Stated task =>
In full and without alteration, repeat the material.

Available data =>
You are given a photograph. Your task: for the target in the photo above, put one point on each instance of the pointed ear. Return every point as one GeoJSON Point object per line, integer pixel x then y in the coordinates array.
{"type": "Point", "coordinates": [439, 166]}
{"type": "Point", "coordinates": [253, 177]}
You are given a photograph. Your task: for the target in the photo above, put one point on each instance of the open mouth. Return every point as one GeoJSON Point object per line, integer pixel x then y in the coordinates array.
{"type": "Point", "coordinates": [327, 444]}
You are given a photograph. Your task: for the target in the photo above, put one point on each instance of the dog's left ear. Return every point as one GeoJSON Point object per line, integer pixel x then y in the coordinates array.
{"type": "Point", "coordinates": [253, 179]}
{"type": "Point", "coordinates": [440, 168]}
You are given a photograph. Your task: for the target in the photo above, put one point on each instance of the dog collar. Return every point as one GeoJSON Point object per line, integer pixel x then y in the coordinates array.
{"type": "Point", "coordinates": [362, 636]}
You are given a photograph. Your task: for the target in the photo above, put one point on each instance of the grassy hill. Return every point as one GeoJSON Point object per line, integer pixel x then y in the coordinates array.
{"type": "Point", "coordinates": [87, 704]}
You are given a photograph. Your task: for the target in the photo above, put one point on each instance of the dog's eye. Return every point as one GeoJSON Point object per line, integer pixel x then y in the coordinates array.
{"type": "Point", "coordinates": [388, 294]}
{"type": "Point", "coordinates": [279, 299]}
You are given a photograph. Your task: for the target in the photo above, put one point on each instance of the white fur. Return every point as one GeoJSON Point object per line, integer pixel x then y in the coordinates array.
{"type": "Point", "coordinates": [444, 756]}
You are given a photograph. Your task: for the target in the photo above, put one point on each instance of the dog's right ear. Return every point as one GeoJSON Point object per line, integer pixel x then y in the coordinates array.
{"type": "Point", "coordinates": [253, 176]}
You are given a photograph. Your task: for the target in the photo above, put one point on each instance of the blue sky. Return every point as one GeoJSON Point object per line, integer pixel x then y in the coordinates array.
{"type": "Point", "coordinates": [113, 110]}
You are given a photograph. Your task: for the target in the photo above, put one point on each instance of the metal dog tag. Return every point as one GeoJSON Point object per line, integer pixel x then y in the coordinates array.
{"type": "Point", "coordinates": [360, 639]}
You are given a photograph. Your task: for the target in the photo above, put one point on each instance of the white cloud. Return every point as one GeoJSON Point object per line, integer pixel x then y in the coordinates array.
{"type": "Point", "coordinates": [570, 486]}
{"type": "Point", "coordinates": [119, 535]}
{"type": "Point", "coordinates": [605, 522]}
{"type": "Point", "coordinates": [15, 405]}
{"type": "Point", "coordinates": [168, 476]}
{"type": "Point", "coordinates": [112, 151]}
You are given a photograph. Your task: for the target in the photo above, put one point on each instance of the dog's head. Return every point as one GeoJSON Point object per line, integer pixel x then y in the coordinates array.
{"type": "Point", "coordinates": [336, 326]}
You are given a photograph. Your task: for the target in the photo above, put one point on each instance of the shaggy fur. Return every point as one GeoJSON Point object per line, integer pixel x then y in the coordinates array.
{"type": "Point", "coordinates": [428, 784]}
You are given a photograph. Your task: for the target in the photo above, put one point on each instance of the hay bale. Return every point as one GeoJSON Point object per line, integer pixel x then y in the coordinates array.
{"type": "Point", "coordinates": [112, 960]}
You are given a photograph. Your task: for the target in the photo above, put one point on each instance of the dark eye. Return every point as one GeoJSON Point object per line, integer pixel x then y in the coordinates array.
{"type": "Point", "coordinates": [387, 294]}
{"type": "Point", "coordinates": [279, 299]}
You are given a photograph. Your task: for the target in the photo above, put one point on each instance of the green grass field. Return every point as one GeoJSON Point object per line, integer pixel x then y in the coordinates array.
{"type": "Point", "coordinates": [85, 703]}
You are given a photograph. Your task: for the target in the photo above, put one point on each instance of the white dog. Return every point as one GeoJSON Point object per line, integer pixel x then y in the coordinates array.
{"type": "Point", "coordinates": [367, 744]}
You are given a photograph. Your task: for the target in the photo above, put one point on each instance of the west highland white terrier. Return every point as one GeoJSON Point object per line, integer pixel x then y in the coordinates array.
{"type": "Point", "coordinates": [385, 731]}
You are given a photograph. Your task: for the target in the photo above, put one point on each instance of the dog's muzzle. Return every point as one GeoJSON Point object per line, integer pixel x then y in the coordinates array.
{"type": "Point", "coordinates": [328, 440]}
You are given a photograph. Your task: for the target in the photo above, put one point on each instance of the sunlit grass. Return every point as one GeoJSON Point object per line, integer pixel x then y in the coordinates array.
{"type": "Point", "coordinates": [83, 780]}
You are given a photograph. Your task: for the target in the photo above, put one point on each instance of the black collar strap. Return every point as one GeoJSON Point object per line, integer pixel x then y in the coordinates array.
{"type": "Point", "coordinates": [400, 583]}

Full response =>
You are given a photograph. Your task: for the target in the photo above, put one point on each instance of the pointed ear. Return every point as one GeoJSON Point object per line, integer pixel x then y in the coordinates array.
{"type": "Point", "coordinates": [439, 166]}
{"type": "Point", "coordinates": [253, 177]}
You are given a photograph. Your task: for the target in the photo above, put one point on each instance of the open mouth. Return every point as one GeoJSON Point object per line, integer pixel x then y in the coordinates array.
{"type": "Point", "coordinates": [327, 444]}
You are given a photograph. Your task: for the target in the photo above, put one point on each instance of the dog's left ear. Return every point as one GeoJSON Point object per line, integer pixel x then y in the coordinates array.
{"type": "Point", "coordinates": [253, 179]}
{"type": "Point", "coordinates": [440, 168]}
You are given a photograph. Your task: for the target in the photo above, put one point on each instance of the dog collar. Return every point as one GeoJSON Point object per line, integer pixel x then y in the coordinates array.
{"type": "Point", "coordinates": [362, 636]}
You are given a photograph. Your task: for the target in the photo above, put one point on each instance of the grassy hill. Return every point as one GeoJSON Point object per line, integer pixel x then y in the coordinates array.
{"type": "Point", "coordinates": [87, 704]}
You are given a photograph. Your task: for the target in the photo above, put one point on each instance of the dog's eye. Return every point as one GeoJSON Point object per line, integer pixel x then y in the coordinates array.
{"type": "Point", "coordinates": [388, 294]}
{"type": "Point", "coordinates": [279, 299]}
You are given a photograph. Your task: for the target in the photo above, put one point on each instance of the white fur. Return every point as one GeoJSON Point object per line, integer pixel x then y in the coordinates array.
{"type": "Point", "coordinates": [444, 756]}
You are given a photograph. Your task: for the target in the photo above, put one point on each instance of the dog's right ear. Return every point as one GeoJSON Point object per line, integer pixel x then y in the coordinates array.
{"type": "Point", "coordinates": [253, 176]}
You are given a photograph. Your task: for the target in the photo above, put one point on each instance of the blue sky. Return every point as one GeoJSON Point object per line, integer pixel x then y in the coordinates array.
{"type": "Point", "coordinates": [113, 110]}
You are given a photograph. Your task: for the target in the photo above, put one point on each instance of the metal dog tag. Return every point as one GeoJSON Point object per line, integer pixel x then y in the coordinates array.
{"type": "Point", "coordinates": [360, 639]}
You are given a photograph. Your task: for the target in the photo above, put one point on each instance of the white cloud. Return every point as one GeoJSON Point object per line, integer pixel x then y in the coordinates array.
{"type": "Point", "coordinates": [570, 486]}
{"type": "Point", "coordinates": [119, 535]}
{"type": "Point", "coordinates": [605, 522]}
{"type": "Point", "coordinates": [15, 405]}
{"type": "Point", "coordinates": [168, 476]}
{"type": "Point", "coordinates": [112, 151]}
You are given a photograph. Your task: for the target in the photo above, put one point on each instance of the dog's head. Return every point as one GeoJSON Point object per line, integer pixel x then y in the coordinates array.
{"type": "Point", "coordinates": [336, 326]}
You are given a photograph. Your task: for the target in the photo above, put one point on each instance of the shaggy fur. Return every point as one GeoJSON Point object per line, integer pixel x then y in the coordinates array.
{"type": "Point", "coordinates": [428, 784]}
You are given a photograph. Your task: for the target in the photo above, put one point on each instance of the hay bale. Return every point as one GeoJSON Point object per line, integer pixel x then y in the coordinates array.
{"type": "Point", "coordinates": [112, 960]}
You are given a photograph. Your task: for the target in the photo above, put one point on each instance of the dark eye. Return every point as one GeoJSON Point object per line, integer pixel x then y in the coordinates array.
{"type": "Point", "coordinates": [387, 294]}
{"type": "Point", "coordinates": [279, 299]}
You are given a photograph. Your task: for the target in the photo above, put one point on each instance of the green grass field. Return every point as one GeoJSON Point object per line, integer pixel x then y in the coordinates array.
{"type": "Point", "coordinates": [85, 703]}
You are given a photograph. Your task: for the target in the photo above, put one point on each instance of the white dog. Return every point as one GeoJSON Point object per line, integer pixel x then y in the coordinates array.
{"type": "Point", "coordinates": [367, 744]}
You are given a photograph. Your task: for the target in the photo above, put one point on each instance of the west highland white terrier. Return every point as one GeoJSON Point object per line, integer pixel x then y in the coordinates array.
{"type": "Point", "coordinates": [385, 731]}
You are given a photograph. Your task: for the target in the photo above, put one point on each instance of the dog's muzzle. Return every point as one GeoJSON Point object per line, integer pixel x then y in the coordinates array.
{"type": "Point", "coordinates": [328, 440]}
You are given a photograph. Your task: for the target in the photo above, put one point on each instance of the sunlit grass. Return every point as one GeoJSON Point object per line, integer pixel x then y in the coordinates array.
{"type": "Point", "coordinates": [83, 780]}
You are given a photograph. Your task: for the target in the photo above, put one point on each instance of the black collar strap. Return every point as one GeoJSON Point object per line, integer pixel x then y in the coordinates array.
{"type": "Point", "coordinates": [400, 583]}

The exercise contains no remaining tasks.